# What needs to be done:
Except for images, print the whole listing verbatim.

# Data under study:
⁂

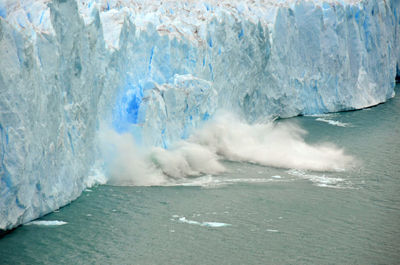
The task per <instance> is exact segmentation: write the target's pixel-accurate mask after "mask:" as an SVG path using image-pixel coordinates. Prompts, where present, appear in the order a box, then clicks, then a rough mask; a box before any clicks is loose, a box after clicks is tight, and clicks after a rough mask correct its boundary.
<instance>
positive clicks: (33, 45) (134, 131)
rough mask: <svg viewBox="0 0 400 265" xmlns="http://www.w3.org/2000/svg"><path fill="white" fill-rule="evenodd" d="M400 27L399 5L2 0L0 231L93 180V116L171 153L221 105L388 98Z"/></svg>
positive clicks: (346, 104)
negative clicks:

⁂

# Solution to this task:
The task per <instance> is exact segmentation: write the target's pixel-accurate mask after "mask:" as an SVG path using image-pixel coordinates. Prompts, where present, appear in the order a box, then clicks, then a rough mask; a box before any clicks is loose, a box after clicks is tight, and clicks after a rough mask correct its boundary.
<instance>
positive clicks: (33, 45) (134, 131)
rough mask: <svg viewBox="0 0 400 265" xmlns="http://www.w3.org/2000/svg"><path fill="white" fill-rule="evenodd" d="M400 27L399 5L2 0L0 231L93 180V116L171 153L221 105L388 98Z"/></svg>
positive clicks: (346, 104)
negative clicks:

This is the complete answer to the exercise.